#### Task to complete:
The records follow. Count the lines holding "balcony" and give only the number.

[Dataset entries]
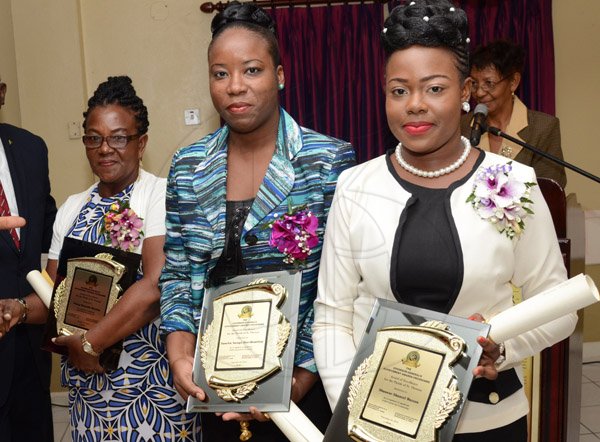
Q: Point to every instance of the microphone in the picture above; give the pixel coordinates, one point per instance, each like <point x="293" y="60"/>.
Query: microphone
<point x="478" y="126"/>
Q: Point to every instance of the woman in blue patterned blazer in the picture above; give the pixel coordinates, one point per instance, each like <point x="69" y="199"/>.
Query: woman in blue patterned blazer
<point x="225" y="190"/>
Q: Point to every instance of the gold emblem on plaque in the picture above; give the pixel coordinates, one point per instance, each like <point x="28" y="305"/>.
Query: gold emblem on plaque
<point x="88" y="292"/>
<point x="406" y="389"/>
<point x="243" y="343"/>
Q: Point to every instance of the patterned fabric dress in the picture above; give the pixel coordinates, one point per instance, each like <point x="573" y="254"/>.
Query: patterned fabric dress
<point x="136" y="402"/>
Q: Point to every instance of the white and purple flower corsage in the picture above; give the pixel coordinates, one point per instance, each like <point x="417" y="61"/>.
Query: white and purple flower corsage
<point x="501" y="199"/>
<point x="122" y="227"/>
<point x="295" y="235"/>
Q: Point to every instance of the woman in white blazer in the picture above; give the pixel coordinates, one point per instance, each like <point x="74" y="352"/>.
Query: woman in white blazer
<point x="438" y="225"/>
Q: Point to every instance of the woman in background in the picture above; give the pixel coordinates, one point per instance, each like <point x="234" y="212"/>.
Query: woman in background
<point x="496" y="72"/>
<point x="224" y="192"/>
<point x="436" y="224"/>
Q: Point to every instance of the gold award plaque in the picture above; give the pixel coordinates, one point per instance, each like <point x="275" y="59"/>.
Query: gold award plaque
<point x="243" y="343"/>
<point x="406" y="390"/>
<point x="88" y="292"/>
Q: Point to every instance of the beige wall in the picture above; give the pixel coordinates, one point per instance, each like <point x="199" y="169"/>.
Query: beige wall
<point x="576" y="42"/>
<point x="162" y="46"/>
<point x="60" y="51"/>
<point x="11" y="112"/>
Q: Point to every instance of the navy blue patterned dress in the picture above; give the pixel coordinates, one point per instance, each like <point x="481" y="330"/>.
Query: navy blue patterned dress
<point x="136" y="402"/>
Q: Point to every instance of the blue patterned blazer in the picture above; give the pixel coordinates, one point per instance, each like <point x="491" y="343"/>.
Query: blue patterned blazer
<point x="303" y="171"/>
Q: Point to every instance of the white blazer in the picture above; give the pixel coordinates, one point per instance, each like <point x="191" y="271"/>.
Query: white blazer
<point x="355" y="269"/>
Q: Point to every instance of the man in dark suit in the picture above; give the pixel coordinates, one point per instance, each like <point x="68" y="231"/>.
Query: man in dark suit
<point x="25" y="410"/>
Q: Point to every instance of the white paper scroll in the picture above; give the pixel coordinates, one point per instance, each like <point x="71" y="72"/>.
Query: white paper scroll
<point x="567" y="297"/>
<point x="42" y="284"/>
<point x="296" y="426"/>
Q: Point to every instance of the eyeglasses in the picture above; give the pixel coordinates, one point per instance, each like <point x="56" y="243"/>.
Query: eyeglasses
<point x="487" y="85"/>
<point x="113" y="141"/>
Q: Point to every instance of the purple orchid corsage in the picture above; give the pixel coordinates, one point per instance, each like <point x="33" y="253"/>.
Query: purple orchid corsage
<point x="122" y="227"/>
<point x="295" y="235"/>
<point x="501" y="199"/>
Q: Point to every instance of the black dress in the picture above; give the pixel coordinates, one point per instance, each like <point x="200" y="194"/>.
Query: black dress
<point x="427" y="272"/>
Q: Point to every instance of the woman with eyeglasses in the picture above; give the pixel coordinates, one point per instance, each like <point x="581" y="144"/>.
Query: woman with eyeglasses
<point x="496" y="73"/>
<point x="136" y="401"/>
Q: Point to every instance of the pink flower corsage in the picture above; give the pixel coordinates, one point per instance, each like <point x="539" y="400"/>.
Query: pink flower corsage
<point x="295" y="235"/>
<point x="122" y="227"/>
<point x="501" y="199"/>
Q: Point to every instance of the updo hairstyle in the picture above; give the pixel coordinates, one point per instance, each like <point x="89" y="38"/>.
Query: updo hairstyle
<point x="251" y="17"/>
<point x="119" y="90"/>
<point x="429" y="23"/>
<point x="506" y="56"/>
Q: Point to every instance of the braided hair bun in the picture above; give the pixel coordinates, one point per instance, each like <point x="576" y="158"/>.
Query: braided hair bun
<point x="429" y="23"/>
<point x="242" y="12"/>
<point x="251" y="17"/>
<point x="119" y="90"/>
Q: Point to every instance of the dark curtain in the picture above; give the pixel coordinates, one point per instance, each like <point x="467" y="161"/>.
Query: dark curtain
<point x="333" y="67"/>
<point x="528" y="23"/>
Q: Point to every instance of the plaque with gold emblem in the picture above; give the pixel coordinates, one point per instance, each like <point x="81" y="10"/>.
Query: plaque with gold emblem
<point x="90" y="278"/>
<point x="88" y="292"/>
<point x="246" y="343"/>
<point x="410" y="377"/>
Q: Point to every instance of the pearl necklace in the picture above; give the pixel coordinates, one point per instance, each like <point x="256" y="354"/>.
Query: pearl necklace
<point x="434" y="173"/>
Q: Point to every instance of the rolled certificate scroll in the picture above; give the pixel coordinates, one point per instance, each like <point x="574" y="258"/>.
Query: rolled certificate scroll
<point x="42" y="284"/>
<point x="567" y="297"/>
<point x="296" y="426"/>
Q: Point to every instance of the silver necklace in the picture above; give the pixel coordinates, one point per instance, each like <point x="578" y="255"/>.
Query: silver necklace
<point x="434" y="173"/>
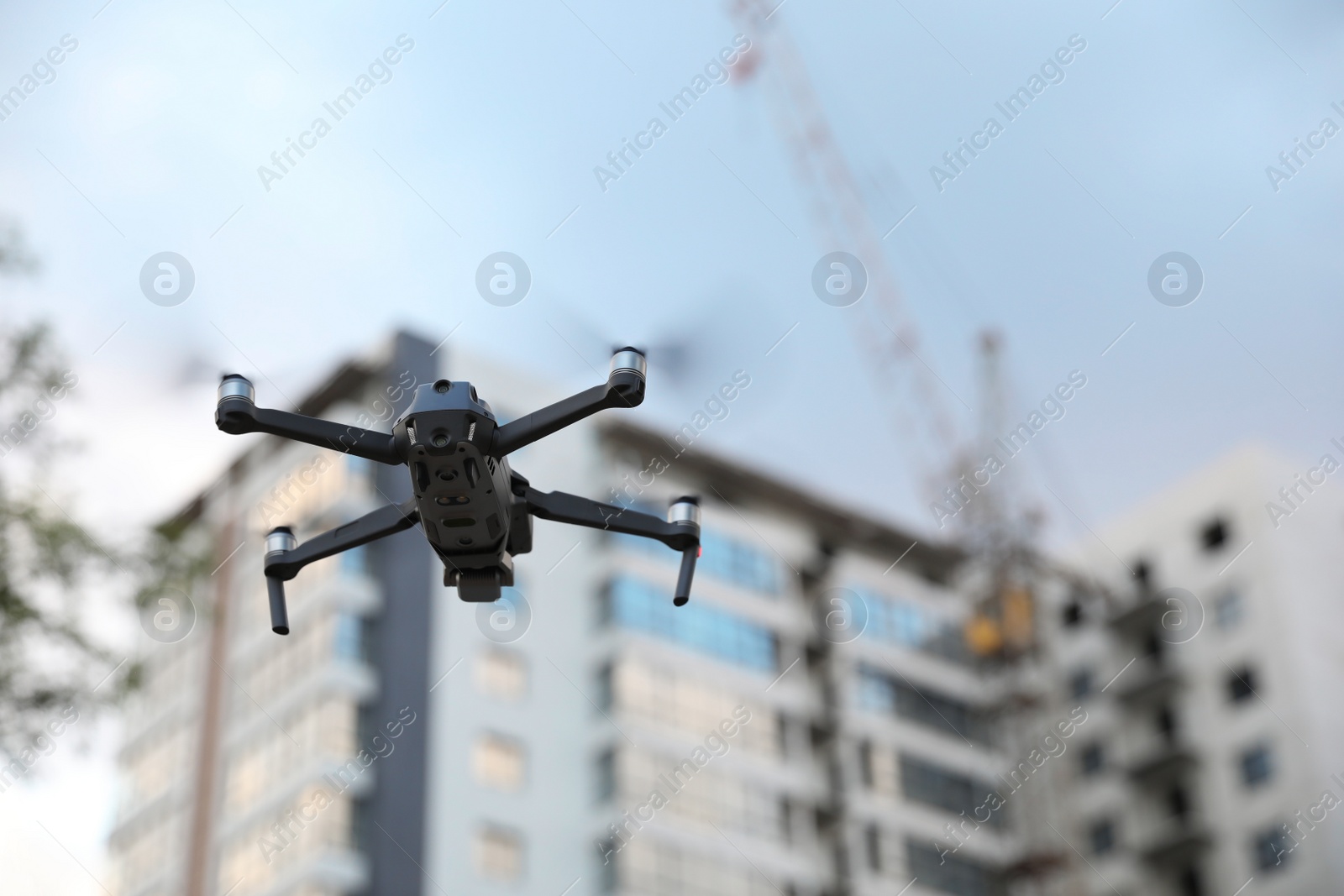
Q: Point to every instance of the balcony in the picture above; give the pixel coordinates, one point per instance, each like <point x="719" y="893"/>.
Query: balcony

#### The completed task:
2